-- Tasks to complete --
[A] Please answer these about the thread on Rudy's map for Garmin watches:
(i) Which watch model does the person asking why pinyin used to display correctly have?
(ii) Which firmware version does the writer who denies using APAC firmware say they have?
(iii) What do the maps downloaded from http://garmin.openstreetmap.nl/ lack?
[B] Please pick up the thread on Rudy's map for Garmin watches after its last line and extend it.

======== Given passage

But why did/do previous versions of Rudy's map already display correctly in pinyin in the past? I have been using a Garmin Fenix 5X with Rudy's map installed for a couple of years now and all place names are always displayed correctly with pinyin. Has something changed with recent versions?

You're probably using an APAC firmware that can display Chinese characters. I got mine in Europe and after compiling the bw version of the map, all names are just question marks.

No I'm not using APAC firmware. My version is US/North America and cannot display Chinese characters. If it could display Chinese characters, it wouldn't be showing pinyin.

Not sure what you mean by "compiling" the map. Have you tried: open Basecamp -> install Rudy's map -> connect your watch -> send the same map to your Fenix?

Sorry, by compiling I meant to create the gmapsupp.img using the source from here. Interestingly, the maps downloaded from http://garmin.openstreetmap.nl/ show pinyin but they don't contain any topo layers.

alpha-rudy commented 4 years ago

Sorry, by compiling I meant to create the gmapsupp.img using the source from here. Interestingly, the maps downloaded from http://garmin.openstreetmap.nl/ show pinyin but they don't contain any topo layers.

================
======== Data segment

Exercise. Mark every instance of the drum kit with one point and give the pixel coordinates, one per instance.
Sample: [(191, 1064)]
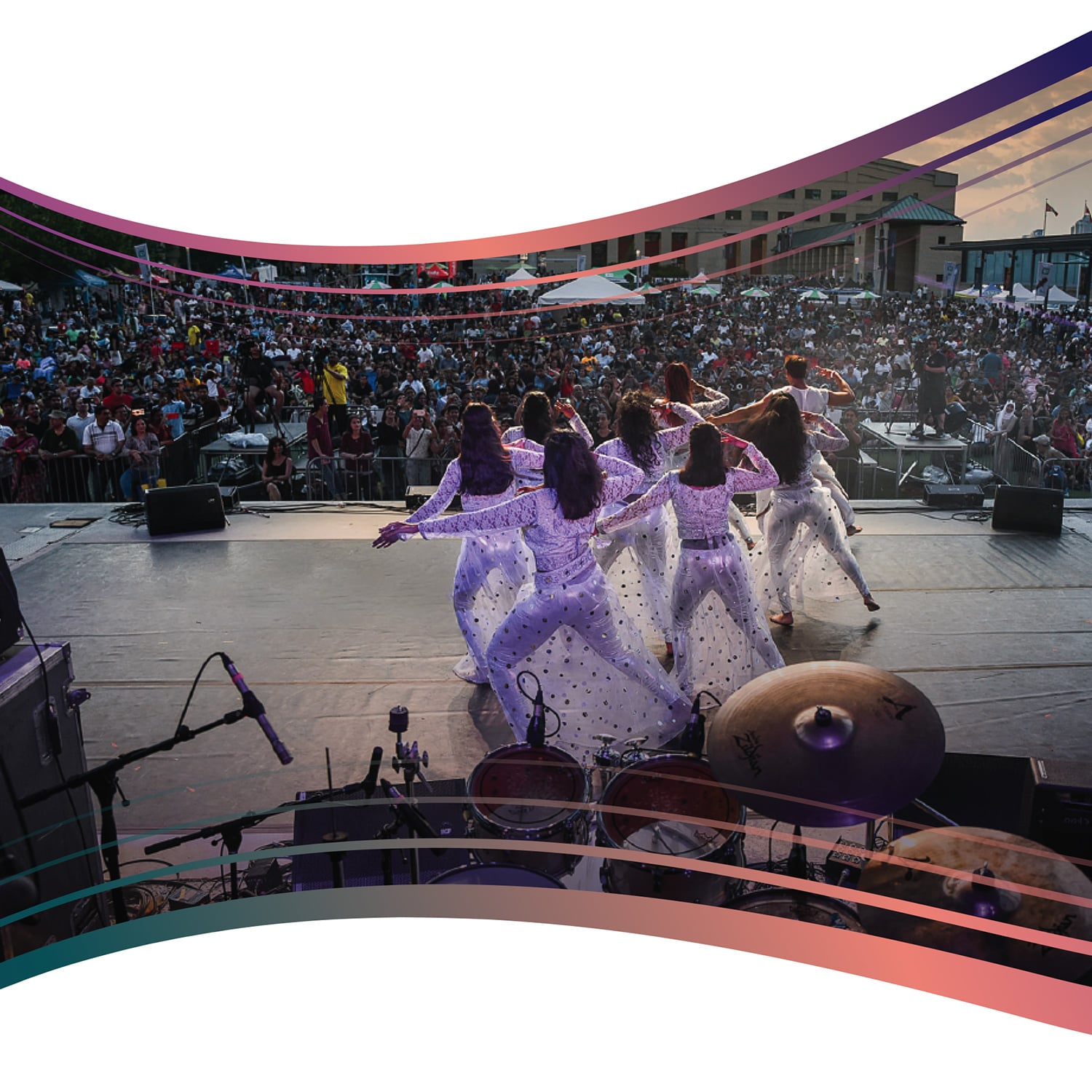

================

-- In response --
[A]
(i) A Garmin Fenix 5X.
(ii) US/North America.
(iii) Topo layers.

[B]
Yes, @hegezolee , we understand. ^^

alpha-rudy commented 4 years ago

Hi, @poi890poi , with all the information provided by bdon, I will proceed this task. ^^

poi890poi commented 4 years ago

@alpha-rudy Got it. I am free today if you need any help.

bdon commented 4 years ago

FYI I added feature for tone-less pinyin. version 0.1.1 api is more advanced, use like this:

from hanzi2reading.reading import Reading
from hanzi2reading.pinyin import get as pinyin
from hanzi2reading.zhuyin import get as zhuyin

reading = Reading()
syllables = reading.get("我們一起去爬山吧")
print(' '.join(pinyin(s) for s in syllables))
print(' '.join(pinyin(s,tones=False) for s in syllables))
print(' '.join(zhuyin(s) for s in syllables))
wǒ men yī qǐ qù pá shān bā
wo men yi qi qu pa shan ba
ㄨㄛˇ ˙ㄇㄣ ㄧ ㄑㄧˇ ㄑㄩˋ ㄆㄚˊ ㄕㄢ ㄅㄚ

(last tone is wrong because no part-of-speech tagger, which is too complicated for this library)

alpha-rudy commented 4 years ago

Got it. Thank you, @bdon . I'm integrating your code into build process. ^^

bdon commented 4 years ago

Great, let me know if you need any more info or have suggestions, I am giving a presentation on this topic in August https://coscup.org/2020/en/agenda/JHFNBM so I can add to it ^^

My next task is to add an option to use the CC-CEDICT dictionary, in case the moedict license causes problems (it is CC-BY NoDerivatives 3.0).

alpha-rudy commented 4 years ago

Great, let me know if you need any more info or have suggestions, I am giving a presentation on this topic in August https://coscup.org/2020/en/agenda/JHFNBM so I can add to it ^^

Wow, look great! I would attend! ^^

alpha-rudy commented 4 years ago

Hi, @bdon , @poi890poi , @hegezolee , @gromsy , @kcwu ,

Thanks to @bdon , I have made a daily beta of the English encoded Garmin Maps.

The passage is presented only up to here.